BEGIN Raw data

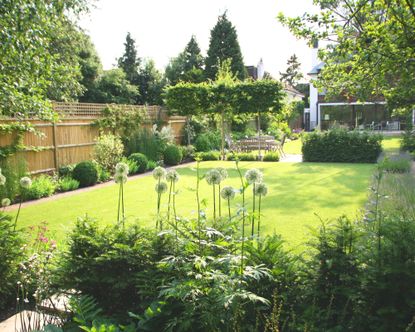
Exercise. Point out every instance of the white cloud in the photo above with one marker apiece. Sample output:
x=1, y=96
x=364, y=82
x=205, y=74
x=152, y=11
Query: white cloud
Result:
x=162, y=28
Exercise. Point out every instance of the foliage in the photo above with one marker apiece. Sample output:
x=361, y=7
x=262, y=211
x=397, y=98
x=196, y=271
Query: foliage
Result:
x=130, y=62
x=293, y=73
x=11, y=255
x=207, y=141
x=242, y=156
x=42, y=186
x=141, y=161
x=396, y=164
x=172, y=155
x=120, y=120
x=108, y=151
x=371, y=48
x=13, y=168
x=66, y=170
x=113, y=87
x=67, y=184
x=86, y=173
x=342, y=146
x=408, y=141
x=224, y=45
x=271, y=156
x=187, y=66
x=29, y=31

END Raw data

Description of the task: In the answer, all of the material should appear exactly as given, with no picture carried over.

Answer:
Exercise. Point out every instance of the white cloud in the photo above with one marker apiece. Sample output:
x=1, y=96
x=364, y=82
x=205, y=74
x=152, y=11
Query: white cloud
Result:
x=162, y=28
Exercise. Point out every instance of the foliage in the photo above with one marker apiece. Sample output:
x=361, y=7
x=262, y=211
x=397, y=98
x=196, y=271
Query: foliage
Result:
x=130, y=62
x=293, y=73
x=11, y=255
x=207, y=141
x=242, y=156
x=42, y=186
x=141, y=161
x=396, y=164
x=172, y=155
x=120, y=120
x=108, y=151
x=371, y=48
x=13, y=168
x=66, y=170
x=113, y=87
x=67, y=184
x=86, y=173
x=342, y=146
x=408, y=141
x=224, y=45
x=271, y=156
x=187, y=66
x=29, y=31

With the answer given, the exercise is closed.